EXTRAIT DU DOCUMENT ::
● ● ●
Dans une chronologie rationnelle tenant compte des impératifs architectoniques, la datation du transept est également délicate. L’établissement des quatre piles de la croisée fut précoce, vers 1106/1108. Elles sont d’une extrême puissance et s’inscrivent dans un cercle de 4m 50, ce sont, en leur temps, les plus grosses réalisées, mais les grands arcs doivent attendre leur épaulement. Inutile de les monter sur échafaudage à demeure, ce serait une gène pour les activités du chantier. Vers 1108/1110 l’arc oriental est mis en place avec les premiers éléments de l’élévation du transept. Cette dernière ouvre sur un bas côté correspondant à la dernière travée mineure du chevet et c’est un travail conséquent qui demande plusieurs années. Vers 1115/1118, les façades des croisillons et le mur occidental du transept sont également achevés. A cette époque, les trois arcs manquant  à la croisée seront lancés mais les deux longitudinaux demandent une amorce  de la nef pour leur épaulement. L’implantation de cette dernière a commencé vers 1116/1118 et le maître d’œuvre est désireux d’élargir l’ouvrage cependant la croisée déjà en place lui impose de maintenir l’entraxe du vaisseau principal, seuls les bas côtés seront élargis.
● ● ●
CONSIGNE :: D'après l'extrait du document, vers quelles années les quatre piles de la croisée ont-elles été établies ?

DONNÉES BRUTES ::
● ● ●
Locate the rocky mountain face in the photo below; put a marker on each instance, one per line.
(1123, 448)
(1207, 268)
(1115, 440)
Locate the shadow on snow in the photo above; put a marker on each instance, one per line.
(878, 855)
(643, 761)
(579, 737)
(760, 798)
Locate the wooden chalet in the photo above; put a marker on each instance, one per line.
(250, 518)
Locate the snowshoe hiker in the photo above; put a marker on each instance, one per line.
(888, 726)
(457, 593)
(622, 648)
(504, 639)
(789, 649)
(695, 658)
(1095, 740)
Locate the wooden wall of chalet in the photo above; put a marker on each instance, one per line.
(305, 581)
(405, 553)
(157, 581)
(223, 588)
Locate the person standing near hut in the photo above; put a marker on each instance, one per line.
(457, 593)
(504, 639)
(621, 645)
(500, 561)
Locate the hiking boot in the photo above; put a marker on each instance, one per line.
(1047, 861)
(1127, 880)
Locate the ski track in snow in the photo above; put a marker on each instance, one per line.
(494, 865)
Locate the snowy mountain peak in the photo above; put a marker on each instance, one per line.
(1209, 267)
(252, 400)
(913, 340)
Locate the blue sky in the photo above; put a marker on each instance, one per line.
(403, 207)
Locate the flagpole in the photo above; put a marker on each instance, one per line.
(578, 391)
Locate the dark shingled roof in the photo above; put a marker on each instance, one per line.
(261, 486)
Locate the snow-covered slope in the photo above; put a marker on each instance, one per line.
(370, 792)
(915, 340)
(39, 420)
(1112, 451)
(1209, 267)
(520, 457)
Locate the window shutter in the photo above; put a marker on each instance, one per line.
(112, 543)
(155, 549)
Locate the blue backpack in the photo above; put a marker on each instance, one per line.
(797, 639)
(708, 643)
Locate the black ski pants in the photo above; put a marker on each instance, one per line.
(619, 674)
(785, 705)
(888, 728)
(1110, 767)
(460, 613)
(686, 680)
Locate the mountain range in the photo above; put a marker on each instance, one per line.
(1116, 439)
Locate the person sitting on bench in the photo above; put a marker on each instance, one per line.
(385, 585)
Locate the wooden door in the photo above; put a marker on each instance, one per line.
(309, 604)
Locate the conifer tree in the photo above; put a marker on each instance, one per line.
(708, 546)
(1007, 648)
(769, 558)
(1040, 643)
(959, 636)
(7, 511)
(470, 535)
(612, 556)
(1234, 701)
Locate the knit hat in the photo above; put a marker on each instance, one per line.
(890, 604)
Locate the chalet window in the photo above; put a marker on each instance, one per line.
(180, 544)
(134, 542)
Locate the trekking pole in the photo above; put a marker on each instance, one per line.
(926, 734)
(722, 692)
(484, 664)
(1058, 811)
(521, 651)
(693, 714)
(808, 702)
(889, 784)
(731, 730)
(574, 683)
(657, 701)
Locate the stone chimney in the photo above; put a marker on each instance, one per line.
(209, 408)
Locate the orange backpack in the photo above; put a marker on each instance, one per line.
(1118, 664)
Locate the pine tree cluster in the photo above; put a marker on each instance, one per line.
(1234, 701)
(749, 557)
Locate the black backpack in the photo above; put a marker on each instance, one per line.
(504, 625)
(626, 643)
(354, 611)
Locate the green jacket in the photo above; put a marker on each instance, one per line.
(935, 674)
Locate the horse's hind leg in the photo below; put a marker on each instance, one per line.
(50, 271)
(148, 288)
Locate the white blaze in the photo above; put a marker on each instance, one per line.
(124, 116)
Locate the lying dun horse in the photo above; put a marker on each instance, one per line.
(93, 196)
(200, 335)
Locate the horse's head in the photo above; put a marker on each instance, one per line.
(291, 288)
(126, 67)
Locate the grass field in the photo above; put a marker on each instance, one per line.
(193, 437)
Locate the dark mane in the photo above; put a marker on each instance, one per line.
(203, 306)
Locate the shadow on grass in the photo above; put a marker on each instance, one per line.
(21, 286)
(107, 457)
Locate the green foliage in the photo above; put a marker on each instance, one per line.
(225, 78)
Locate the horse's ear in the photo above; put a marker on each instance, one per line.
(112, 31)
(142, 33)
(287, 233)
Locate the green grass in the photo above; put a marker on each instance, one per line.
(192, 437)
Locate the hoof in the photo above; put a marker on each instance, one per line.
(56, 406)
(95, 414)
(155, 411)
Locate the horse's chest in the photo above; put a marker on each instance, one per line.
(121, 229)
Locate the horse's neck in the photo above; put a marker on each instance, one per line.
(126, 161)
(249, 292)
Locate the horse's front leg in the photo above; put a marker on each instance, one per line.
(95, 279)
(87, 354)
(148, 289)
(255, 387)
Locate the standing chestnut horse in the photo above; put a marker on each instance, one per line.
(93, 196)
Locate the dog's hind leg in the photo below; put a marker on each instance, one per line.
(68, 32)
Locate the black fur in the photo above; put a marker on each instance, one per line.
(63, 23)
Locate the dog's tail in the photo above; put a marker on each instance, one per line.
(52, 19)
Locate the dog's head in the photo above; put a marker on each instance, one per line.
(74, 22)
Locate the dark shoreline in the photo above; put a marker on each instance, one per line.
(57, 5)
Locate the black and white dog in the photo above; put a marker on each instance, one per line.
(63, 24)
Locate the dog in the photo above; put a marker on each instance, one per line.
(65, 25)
● ● ●
RÉPONSE COMPLÈTE :: Vers 1106/1108.